## begin TEXT EXCERPT

What are aleatoric and epistemic uncertainties?
Aleatoric uncertainty comes from inherent randomness (e.g., coin flips), while epistemic uncertainty arises from lack of knowledge (e.g., unknown coin side).
What is probabilistic modelling?
It’s the use of statistical models to specify a probability distribution over data using parameters (e.g., θ). These models support prediction and uncertainty quantification.
What distribution is known as the bell curve and what are its parameters?
The Gaussian (normal) distribution. Parameters: mean (μ) and standard deviation (σ).
How is the likelihood function defined for IID data?
L(θ) = Πᵢ₌₁ⁿ p(yᵢ | θ). It shows how likely data y is for given θ. Different models yield different likelihoods.
What is the goal of Maximum Likelihood Estimation (MLE)?
To find parameter values θ that maximise the likelihood function given the data.
Why is log-likelihood used in MLE?
It simplifies mathematics, especially for product-based likelihoods, by turning them into sums.
Give an example of using MLE with normally distributed data.
If p(yᵢ | θ) ~ N(μ, σ²) and σ is known, MLE is used to estimate μ by maximising likelihood based on data.
How is MLE used for a Bernoulli distribution (e.g., coin flips)?
With heads as 1 and tails as 0, estimate the parameter θ (probability of heads) using the likelihood of observed outcomes.
Why is the choice of distribution critical in probabilistic modelling?
It influences parameter estimates and model behaviour. Different distributions represent different assumptions about the data.
What is the Bayesian perspective in probabilistic inference?
It treats parameters as uncertain and models them with a prior distribution, combining it with the likelihood to get the posterior.
Define Prior, Likelihood, and Posterior in Bayesian inference.
Prior (p(θ)): belief before data. Likelihood (p(y | θ)): probability of data given parameters. Posterior (p(θ | y)): updated belief after observing data.
What is Bayes’ rule?

## end TEXT EXCERPT

- **WHAT TO DO**:
[A] In the probabilistic modelling notes, turn the line beginning "Prior (p(θ)): belief before data" into a short list that keeps each term's definition.
[B] Carry the probabilistic modelling notes forward from their last line, in the same question-and-answer style.

## begin DATASET RECORDS

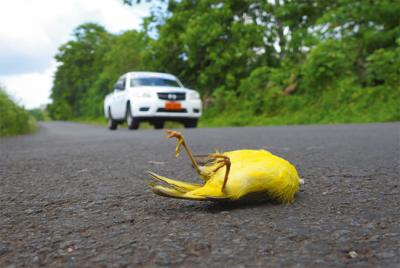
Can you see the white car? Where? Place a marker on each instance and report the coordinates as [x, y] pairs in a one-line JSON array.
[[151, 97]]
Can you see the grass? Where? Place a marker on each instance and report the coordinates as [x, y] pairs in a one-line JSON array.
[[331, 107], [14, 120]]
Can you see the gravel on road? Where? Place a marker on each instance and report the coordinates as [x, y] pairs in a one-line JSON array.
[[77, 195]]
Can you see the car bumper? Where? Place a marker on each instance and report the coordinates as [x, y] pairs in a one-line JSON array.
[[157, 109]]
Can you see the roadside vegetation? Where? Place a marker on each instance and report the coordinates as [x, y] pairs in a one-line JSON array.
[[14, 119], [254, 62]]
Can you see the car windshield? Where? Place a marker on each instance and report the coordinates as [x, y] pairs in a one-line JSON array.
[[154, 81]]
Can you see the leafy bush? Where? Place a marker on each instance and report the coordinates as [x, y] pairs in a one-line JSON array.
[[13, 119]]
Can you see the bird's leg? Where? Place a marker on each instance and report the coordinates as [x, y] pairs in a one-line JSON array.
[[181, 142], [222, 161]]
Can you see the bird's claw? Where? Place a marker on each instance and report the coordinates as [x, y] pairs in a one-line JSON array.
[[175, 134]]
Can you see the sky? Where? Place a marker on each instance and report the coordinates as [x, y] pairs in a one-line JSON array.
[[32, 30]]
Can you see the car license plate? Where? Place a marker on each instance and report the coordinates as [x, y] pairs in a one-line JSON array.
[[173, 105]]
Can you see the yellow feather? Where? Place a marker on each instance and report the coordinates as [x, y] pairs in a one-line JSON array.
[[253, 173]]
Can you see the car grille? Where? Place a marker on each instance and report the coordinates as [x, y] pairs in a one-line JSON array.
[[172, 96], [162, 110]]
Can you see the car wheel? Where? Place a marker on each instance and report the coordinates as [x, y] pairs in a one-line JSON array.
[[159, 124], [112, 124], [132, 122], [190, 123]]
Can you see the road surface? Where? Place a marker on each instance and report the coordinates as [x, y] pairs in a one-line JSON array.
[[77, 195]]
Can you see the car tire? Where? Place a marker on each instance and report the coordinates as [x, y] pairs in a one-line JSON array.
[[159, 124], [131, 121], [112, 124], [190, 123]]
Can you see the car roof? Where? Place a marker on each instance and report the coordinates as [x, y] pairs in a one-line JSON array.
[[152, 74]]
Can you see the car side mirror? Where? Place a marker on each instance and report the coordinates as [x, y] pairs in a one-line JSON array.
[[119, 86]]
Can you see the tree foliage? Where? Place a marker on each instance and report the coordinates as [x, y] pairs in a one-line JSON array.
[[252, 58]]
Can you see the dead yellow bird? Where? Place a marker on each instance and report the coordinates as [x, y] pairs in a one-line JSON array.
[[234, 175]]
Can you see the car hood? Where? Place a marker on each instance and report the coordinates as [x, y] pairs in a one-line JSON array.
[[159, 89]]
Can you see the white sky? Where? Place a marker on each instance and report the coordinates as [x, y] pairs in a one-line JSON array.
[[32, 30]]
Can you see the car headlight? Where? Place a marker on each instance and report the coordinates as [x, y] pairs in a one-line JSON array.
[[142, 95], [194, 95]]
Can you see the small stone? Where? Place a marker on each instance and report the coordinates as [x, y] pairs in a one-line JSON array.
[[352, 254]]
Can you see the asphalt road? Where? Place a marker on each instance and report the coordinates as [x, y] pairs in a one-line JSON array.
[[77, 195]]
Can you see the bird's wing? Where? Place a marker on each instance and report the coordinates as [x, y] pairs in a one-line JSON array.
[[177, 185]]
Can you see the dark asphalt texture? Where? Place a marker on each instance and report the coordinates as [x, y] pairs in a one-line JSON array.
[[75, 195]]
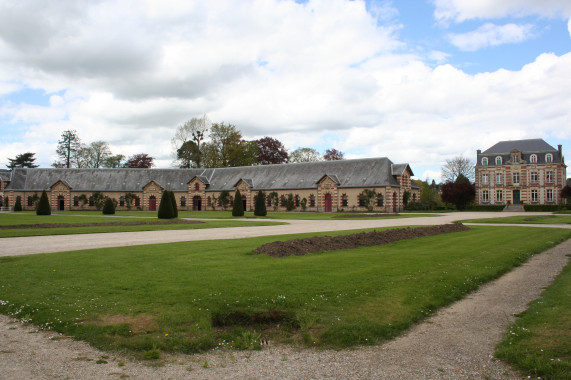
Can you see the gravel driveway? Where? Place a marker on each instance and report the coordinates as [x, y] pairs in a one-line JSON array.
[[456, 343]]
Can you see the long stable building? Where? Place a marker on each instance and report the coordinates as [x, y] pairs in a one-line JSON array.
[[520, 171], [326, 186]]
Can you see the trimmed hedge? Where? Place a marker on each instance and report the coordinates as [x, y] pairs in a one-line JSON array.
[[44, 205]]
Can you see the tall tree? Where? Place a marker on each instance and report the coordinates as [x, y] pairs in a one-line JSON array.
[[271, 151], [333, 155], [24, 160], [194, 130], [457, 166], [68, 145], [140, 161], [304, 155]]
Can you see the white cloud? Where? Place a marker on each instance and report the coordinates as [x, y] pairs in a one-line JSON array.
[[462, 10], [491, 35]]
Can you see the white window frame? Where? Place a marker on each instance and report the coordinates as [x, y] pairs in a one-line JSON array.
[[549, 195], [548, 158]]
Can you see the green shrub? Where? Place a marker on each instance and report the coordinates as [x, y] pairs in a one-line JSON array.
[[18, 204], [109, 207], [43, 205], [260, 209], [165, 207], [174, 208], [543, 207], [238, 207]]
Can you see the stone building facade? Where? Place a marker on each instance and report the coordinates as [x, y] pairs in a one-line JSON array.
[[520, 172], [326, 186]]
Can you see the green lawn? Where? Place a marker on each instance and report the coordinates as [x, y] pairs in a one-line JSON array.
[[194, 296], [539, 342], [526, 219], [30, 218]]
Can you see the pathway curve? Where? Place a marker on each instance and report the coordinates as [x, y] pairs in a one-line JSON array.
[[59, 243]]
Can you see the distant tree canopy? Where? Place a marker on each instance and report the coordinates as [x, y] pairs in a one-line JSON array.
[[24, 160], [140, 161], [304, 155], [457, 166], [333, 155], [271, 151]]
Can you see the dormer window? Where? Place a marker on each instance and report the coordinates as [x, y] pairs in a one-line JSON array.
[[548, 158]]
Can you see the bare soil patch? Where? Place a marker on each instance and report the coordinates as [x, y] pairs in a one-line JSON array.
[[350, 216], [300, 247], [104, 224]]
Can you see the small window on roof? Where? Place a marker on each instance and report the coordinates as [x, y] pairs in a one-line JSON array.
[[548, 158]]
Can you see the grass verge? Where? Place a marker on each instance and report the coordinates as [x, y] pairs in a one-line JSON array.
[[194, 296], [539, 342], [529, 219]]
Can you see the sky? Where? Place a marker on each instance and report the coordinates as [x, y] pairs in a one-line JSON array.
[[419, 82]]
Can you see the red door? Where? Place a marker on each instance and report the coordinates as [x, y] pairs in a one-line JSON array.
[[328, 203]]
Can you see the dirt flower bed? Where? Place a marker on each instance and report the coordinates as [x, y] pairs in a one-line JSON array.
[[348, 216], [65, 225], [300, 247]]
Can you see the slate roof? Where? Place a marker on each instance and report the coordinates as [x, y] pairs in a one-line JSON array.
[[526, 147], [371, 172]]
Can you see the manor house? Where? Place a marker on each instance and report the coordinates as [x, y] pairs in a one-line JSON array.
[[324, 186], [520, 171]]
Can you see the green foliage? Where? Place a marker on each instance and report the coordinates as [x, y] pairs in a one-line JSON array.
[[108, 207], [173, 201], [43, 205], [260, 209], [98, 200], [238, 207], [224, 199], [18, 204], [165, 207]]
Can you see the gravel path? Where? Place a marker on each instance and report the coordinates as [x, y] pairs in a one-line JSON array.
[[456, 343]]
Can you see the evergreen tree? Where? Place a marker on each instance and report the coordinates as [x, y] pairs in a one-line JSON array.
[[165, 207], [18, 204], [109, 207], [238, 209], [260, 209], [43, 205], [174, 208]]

## end DATASET RECORDS
## begin DATASET RECORDS

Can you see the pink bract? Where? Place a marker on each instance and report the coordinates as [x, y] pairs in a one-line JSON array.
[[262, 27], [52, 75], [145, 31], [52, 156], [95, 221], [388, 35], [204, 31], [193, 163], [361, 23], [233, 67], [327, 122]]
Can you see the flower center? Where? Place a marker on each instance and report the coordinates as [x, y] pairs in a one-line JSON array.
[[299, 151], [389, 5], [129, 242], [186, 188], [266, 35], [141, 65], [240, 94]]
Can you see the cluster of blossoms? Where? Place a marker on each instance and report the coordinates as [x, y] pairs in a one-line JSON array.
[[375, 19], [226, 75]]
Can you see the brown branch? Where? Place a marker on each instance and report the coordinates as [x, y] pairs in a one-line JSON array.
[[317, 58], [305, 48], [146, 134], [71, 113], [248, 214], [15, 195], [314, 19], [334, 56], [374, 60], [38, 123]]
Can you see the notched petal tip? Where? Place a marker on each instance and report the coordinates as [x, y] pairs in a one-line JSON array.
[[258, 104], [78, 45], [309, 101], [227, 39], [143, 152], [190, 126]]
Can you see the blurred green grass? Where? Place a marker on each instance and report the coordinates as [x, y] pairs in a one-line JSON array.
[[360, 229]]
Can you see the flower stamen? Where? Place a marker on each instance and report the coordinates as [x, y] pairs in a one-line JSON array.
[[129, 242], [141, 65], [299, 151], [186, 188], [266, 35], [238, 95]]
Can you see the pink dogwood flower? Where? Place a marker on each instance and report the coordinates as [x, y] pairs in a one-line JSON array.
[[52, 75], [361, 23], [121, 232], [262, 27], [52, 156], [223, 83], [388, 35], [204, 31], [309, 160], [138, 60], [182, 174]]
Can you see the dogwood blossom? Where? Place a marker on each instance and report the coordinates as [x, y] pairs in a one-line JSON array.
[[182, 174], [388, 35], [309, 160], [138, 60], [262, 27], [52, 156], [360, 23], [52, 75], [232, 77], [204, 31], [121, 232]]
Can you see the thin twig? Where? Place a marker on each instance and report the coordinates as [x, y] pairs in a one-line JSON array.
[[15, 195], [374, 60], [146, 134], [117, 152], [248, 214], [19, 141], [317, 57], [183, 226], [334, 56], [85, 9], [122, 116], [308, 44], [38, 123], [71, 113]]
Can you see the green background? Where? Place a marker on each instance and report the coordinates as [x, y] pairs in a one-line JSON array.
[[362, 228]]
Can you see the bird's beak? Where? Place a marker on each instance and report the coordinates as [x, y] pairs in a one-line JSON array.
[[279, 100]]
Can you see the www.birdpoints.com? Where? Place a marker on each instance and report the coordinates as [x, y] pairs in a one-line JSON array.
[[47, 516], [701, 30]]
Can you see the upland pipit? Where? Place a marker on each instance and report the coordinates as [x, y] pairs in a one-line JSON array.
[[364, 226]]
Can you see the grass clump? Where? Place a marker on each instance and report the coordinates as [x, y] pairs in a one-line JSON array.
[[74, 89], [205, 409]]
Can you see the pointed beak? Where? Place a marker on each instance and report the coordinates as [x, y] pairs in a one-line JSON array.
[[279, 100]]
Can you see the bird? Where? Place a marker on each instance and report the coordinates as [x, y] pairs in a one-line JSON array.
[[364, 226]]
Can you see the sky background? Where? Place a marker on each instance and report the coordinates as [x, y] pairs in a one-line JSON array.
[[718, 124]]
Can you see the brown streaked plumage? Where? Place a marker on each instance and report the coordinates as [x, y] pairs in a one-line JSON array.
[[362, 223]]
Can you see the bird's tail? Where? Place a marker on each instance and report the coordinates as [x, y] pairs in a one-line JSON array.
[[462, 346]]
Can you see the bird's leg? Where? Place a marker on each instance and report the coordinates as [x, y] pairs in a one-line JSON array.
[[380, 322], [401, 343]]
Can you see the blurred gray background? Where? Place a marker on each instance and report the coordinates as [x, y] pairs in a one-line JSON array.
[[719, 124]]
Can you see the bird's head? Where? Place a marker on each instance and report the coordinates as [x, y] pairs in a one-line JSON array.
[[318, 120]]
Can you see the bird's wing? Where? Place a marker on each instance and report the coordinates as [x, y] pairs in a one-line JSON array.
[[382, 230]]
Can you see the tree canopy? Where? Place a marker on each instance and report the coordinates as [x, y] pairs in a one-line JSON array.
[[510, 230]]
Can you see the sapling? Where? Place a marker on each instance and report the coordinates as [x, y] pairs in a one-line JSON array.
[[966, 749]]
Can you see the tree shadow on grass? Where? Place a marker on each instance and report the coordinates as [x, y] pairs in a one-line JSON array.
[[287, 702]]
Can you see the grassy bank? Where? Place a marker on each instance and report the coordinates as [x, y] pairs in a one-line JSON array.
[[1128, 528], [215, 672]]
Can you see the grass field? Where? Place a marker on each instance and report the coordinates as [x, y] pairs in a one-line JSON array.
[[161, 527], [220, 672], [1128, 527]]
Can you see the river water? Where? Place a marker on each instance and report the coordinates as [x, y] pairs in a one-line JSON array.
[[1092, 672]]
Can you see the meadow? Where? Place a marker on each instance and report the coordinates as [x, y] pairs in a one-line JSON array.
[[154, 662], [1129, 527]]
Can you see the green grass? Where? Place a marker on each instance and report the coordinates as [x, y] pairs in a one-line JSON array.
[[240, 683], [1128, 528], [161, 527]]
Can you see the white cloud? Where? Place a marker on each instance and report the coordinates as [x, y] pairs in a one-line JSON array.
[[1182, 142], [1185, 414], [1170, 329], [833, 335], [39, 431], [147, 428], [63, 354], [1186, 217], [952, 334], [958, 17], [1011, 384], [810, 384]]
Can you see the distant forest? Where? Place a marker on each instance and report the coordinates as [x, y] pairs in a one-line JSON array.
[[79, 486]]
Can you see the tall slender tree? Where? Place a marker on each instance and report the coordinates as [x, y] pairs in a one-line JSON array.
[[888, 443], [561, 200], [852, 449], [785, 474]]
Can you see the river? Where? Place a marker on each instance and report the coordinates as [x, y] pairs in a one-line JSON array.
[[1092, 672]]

## end DATASET RECORDS
## begin DATASET RECORDS

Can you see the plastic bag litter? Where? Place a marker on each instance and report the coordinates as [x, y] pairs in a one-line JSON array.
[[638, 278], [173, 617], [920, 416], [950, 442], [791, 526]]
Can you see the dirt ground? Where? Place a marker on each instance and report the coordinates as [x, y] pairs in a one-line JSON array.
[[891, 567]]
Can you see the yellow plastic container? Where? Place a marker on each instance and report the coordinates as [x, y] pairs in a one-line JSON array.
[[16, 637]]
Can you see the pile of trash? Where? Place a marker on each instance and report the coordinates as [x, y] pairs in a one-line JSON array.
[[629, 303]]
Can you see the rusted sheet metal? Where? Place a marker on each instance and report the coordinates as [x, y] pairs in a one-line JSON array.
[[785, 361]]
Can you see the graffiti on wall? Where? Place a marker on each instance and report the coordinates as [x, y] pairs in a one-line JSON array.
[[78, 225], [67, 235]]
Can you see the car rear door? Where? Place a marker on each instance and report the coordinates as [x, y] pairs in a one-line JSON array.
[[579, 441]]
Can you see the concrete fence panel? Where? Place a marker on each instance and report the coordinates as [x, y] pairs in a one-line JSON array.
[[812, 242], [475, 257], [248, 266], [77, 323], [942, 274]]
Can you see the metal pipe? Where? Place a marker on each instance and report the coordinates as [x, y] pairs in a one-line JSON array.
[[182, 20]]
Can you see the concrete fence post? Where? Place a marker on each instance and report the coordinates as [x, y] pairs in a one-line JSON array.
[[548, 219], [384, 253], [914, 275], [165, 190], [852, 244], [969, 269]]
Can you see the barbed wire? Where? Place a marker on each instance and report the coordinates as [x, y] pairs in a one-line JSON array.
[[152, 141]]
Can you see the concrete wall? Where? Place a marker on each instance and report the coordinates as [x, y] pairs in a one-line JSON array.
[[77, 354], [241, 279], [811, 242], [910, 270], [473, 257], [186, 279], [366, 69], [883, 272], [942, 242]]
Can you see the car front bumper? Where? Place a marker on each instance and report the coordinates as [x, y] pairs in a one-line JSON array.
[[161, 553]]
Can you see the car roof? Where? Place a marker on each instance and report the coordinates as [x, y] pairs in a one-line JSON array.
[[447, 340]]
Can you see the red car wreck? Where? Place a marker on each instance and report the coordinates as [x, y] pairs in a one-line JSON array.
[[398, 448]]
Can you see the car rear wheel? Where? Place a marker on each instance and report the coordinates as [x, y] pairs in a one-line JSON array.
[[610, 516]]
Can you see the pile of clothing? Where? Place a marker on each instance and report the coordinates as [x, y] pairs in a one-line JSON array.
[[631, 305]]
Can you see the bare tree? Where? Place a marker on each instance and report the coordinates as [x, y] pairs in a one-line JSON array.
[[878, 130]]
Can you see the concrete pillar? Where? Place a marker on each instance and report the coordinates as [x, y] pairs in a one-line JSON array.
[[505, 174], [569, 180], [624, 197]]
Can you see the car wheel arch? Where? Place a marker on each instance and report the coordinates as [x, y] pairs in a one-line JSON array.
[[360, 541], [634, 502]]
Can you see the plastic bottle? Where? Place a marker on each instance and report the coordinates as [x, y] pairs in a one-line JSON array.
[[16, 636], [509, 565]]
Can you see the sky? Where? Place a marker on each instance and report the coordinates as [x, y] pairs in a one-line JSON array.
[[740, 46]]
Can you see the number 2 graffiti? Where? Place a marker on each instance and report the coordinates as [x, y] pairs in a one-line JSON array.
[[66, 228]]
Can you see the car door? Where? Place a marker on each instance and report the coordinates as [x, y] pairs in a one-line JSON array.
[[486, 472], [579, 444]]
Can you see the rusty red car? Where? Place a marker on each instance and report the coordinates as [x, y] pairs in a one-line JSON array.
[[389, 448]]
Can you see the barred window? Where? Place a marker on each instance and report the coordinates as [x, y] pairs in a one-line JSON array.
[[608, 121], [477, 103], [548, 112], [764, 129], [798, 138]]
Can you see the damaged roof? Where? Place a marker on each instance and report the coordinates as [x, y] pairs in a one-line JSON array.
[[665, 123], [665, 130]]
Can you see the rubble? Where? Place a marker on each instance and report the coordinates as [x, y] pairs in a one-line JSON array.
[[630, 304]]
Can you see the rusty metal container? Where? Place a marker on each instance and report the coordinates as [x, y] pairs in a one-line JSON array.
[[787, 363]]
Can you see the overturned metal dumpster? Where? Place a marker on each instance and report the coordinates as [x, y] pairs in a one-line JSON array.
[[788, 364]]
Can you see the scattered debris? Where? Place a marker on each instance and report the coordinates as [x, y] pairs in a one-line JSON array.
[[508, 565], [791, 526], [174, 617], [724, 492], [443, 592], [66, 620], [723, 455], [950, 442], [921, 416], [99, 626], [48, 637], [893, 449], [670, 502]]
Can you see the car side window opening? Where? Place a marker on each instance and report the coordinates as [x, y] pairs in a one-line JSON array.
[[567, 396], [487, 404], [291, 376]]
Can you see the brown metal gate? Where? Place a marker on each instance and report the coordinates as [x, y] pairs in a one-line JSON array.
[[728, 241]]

## end DATASET RECORDS

- **ANSWER LIST**:
[A]
- Prior, p(θ): belief before seeing data
- Likelihood, p(y | θ): probability of the data given the parameters
- Posterior, p(θ | y): belief updated after observing the data

[B]
p(θ | y) = [p(y | θ) * p(θ)] / p(y). Posterior is proportional to likelihood times prior. p(y) is the normalisation constant.
What is Maximum A Posteriori Estimation (MAP)?
MAP estimates the most probable parameter values by maximising the posterior: θ_MAP = argmax_θ [log p(y | θ) + log p(θ)].
What is the difference between MLE and MAP?
MLE uses only the likelihood. MAP includes both the likelihood and the prior, favouring more plausible parameter values.
Why can the product of likelihood and prior not be used directly as a probability?
It must be normalised to integrate to 1. Bayes’ rule achieves this by dividing by the marginal likelihood p(y).
What distribution is typically used as a prior for Bernoulli likelihoods?
The Beta distribution, due to its conjugacy, simplifies posterior calculation.
What are conjugate priors and why are they useful?
A prior is conjugate to a likelihood if the posterior is in the same distribution family. It simplifies computations and avoids numerical integration.
What are informative and non-informative priors?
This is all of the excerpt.